> _WHAT THE TASK ASKS_
List every line of the items below that contains the word "blurred".

Segmentation annotation records

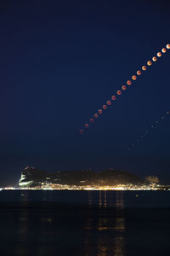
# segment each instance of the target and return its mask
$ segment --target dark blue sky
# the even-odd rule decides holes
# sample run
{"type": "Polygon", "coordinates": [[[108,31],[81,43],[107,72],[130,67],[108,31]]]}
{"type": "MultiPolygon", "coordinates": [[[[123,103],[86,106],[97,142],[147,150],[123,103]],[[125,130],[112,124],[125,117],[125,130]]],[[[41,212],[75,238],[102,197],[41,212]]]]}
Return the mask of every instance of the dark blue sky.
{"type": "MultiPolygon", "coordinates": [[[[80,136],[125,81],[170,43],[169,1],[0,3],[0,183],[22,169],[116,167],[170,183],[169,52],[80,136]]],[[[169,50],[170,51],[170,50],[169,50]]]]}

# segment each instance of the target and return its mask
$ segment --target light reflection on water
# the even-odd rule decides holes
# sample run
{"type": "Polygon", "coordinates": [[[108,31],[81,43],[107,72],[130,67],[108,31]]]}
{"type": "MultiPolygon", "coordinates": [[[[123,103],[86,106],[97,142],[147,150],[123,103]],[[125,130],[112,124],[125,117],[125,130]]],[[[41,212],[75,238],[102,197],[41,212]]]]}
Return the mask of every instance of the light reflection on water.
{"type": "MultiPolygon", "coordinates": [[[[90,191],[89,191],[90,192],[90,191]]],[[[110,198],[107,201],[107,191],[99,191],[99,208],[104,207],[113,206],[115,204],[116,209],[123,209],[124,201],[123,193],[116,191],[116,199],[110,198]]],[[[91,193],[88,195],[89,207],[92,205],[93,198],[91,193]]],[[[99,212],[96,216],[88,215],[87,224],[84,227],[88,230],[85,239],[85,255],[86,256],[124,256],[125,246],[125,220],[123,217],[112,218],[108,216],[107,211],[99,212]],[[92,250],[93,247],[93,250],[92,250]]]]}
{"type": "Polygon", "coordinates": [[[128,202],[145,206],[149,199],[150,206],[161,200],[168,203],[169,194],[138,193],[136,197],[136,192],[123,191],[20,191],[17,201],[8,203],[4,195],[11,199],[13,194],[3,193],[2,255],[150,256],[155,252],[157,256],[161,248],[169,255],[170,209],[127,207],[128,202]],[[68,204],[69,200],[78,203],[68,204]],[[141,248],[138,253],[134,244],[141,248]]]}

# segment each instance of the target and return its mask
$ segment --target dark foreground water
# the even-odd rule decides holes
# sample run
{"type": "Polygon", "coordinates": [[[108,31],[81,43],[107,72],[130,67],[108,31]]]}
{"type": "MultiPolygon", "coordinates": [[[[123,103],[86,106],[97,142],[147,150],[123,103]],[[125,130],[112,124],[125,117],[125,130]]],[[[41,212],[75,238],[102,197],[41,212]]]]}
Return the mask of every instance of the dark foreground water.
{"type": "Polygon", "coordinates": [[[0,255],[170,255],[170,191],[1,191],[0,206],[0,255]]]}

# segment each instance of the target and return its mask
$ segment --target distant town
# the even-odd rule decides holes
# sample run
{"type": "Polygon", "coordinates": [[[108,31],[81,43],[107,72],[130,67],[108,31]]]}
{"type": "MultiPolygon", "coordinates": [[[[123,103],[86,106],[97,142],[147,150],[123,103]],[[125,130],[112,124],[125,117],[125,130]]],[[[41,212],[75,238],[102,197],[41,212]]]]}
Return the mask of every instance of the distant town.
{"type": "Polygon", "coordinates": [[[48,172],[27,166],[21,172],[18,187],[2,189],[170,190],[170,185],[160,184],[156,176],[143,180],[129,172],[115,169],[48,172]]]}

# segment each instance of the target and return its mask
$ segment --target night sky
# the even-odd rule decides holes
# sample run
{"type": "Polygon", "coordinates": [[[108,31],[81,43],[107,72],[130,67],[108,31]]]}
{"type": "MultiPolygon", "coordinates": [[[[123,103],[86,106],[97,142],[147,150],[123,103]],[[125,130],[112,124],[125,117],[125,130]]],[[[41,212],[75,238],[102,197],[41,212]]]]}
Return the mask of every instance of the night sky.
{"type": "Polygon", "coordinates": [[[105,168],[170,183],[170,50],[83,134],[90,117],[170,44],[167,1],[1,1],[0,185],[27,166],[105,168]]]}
* * *
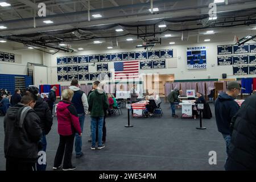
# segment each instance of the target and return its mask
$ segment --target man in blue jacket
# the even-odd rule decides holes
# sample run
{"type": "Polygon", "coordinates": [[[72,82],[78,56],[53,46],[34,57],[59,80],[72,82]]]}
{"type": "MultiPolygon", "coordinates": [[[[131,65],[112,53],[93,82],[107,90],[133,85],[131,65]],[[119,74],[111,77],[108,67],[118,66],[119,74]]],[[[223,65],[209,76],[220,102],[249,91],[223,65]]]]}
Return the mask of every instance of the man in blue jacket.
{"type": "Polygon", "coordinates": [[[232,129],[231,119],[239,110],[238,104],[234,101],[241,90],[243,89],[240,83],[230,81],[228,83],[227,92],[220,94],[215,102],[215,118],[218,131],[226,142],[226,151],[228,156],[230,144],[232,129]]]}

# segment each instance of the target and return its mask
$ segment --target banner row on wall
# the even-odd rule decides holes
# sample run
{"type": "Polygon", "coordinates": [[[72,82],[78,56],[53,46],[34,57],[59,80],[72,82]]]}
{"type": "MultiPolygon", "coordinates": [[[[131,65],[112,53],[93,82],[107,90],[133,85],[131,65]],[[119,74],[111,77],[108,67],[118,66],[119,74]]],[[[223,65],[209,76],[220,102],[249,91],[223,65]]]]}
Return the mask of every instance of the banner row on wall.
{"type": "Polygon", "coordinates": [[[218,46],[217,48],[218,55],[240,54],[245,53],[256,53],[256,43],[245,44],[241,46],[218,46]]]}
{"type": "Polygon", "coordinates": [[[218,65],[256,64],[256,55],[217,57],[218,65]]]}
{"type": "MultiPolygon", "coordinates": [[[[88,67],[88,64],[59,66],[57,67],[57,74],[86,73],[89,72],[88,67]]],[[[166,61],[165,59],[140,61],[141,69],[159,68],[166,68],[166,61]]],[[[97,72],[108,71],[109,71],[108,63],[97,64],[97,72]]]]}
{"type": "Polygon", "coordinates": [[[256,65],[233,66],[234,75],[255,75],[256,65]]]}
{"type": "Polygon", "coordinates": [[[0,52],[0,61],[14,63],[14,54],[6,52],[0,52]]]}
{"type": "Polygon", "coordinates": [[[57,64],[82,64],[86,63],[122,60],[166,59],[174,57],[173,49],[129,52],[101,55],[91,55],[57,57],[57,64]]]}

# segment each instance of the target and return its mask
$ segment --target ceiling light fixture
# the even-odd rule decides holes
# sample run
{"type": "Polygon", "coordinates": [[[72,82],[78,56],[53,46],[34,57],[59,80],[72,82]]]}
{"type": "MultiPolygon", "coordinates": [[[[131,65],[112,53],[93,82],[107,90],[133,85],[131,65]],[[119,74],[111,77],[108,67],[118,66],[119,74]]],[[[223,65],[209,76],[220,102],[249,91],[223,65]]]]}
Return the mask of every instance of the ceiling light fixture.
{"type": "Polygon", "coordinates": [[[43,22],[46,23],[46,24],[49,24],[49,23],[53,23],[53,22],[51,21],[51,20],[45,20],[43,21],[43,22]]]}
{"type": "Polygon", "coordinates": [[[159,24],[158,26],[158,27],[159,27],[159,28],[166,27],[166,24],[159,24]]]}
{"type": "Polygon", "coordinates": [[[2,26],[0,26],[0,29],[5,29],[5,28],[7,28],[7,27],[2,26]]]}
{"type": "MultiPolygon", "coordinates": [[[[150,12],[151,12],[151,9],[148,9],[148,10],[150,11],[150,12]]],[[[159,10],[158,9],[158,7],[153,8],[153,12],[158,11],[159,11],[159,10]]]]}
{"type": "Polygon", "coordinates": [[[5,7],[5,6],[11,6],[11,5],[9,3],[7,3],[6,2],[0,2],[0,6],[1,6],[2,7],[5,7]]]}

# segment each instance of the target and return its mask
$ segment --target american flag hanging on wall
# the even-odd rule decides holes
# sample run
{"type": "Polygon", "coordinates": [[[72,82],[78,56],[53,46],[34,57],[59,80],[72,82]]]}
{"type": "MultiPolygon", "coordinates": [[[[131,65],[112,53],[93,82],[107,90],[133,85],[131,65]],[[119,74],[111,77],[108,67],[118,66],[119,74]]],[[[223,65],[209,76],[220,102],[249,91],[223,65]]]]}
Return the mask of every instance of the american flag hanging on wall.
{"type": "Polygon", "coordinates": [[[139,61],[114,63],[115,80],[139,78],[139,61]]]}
--
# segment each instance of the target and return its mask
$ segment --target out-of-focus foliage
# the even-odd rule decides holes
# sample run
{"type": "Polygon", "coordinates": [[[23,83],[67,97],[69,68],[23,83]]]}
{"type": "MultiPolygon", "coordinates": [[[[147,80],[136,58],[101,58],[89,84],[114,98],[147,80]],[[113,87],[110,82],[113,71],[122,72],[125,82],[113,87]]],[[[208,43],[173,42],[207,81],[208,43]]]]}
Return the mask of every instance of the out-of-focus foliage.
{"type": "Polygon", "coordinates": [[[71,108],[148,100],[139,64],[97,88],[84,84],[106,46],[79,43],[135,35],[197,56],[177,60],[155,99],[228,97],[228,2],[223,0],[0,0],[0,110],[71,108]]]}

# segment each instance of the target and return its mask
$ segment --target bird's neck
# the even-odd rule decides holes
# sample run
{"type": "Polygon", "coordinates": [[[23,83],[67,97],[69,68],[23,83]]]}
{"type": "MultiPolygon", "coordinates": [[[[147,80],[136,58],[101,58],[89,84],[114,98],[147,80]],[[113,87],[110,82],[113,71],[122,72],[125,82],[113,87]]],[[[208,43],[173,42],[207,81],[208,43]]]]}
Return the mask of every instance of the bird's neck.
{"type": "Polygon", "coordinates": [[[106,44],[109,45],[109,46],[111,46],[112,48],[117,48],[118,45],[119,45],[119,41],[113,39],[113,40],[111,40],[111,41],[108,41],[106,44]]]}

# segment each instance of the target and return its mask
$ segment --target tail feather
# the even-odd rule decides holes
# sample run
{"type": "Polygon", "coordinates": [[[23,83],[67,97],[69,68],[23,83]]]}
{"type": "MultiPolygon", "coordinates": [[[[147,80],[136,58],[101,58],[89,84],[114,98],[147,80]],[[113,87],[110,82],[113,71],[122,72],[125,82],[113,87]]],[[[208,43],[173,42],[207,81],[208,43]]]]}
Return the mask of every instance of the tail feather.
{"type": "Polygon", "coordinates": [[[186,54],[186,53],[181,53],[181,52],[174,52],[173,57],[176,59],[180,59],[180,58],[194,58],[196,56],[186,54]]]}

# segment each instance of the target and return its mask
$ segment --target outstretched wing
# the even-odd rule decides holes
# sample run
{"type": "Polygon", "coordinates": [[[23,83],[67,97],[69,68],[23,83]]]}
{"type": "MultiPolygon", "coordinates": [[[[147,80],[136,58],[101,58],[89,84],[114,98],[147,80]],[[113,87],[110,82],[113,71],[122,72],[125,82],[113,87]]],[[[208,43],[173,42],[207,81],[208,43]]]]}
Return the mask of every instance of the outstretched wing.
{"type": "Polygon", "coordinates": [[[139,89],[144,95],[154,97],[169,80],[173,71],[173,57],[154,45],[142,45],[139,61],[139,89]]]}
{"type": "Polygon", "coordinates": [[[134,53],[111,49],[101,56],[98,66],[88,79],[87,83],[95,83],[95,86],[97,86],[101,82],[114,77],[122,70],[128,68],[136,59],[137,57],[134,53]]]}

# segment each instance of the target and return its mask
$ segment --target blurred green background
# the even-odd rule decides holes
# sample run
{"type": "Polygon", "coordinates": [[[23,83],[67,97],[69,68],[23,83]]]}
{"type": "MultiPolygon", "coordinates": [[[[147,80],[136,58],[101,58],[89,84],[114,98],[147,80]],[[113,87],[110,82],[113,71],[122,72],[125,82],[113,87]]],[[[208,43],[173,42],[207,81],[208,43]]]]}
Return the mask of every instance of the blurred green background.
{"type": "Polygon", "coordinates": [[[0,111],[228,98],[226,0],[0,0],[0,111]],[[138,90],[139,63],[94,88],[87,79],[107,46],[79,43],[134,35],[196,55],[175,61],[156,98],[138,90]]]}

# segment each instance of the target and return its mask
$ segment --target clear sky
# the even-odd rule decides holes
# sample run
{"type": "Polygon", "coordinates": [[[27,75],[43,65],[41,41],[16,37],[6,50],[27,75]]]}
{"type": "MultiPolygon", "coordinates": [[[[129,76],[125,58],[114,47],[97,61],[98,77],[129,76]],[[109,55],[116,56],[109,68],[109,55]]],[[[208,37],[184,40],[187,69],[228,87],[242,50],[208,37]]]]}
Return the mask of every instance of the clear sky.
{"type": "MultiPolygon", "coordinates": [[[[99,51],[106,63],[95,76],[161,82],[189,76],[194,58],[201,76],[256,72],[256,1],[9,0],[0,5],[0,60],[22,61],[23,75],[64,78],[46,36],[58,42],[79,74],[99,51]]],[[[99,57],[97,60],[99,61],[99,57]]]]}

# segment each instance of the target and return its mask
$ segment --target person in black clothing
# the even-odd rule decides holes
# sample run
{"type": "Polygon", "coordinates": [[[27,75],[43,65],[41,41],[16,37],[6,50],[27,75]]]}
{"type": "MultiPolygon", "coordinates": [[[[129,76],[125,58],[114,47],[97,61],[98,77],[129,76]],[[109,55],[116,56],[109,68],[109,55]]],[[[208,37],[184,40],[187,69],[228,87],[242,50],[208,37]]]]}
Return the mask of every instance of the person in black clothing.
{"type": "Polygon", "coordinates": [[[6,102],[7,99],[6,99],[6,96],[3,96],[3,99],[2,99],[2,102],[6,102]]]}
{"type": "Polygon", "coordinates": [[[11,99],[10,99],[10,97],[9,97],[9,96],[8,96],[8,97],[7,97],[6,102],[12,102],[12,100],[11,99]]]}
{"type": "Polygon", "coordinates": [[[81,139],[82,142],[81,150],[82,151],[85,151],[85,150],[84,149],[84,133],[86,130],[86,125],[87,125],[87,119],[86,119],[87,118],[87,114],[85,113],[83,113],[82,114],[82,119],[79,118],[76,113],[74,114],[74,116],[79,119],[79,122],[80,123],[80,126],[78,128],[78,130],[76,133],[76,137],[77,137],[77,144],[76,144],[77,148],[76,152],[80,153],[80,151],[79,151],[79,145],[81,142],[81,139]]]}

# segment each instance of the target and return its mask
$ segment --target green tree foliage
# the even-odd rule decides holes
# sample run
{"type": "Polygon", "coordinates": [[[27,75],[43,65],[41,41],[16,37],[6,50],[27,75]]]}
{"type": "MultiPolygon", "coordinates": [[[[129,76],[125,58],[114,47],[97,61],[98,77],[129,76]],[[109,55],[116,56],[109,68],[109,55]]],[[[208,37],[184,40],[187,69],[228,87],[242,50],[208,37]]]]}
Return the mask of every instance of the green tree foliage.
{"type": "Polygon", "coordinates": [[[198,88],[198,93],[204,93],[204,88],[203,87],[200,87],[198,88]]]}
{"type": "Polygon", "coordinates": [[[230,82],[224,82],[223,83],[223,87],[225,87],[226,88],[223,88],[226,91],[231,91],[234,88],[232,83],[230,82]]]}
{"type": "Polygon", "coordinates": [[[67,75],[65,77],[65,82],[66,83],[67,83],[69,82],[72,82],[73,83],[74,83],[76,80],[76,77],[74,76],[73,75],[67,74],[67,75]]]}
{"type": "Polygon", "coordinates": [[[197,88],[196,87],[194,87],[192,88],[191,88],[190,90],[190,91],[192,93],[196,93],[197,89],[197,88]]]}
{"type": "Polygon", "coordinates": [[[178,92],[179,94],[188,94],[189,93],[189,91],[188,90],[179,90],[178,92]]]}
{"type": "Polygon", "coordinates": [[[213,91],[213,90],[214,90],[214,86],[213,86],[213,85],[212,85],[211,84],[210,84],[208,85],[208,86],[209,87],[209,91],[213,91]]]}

> _REPLY_
$ segment --target blurred green background
Return the mask of every instance of the blurred green background.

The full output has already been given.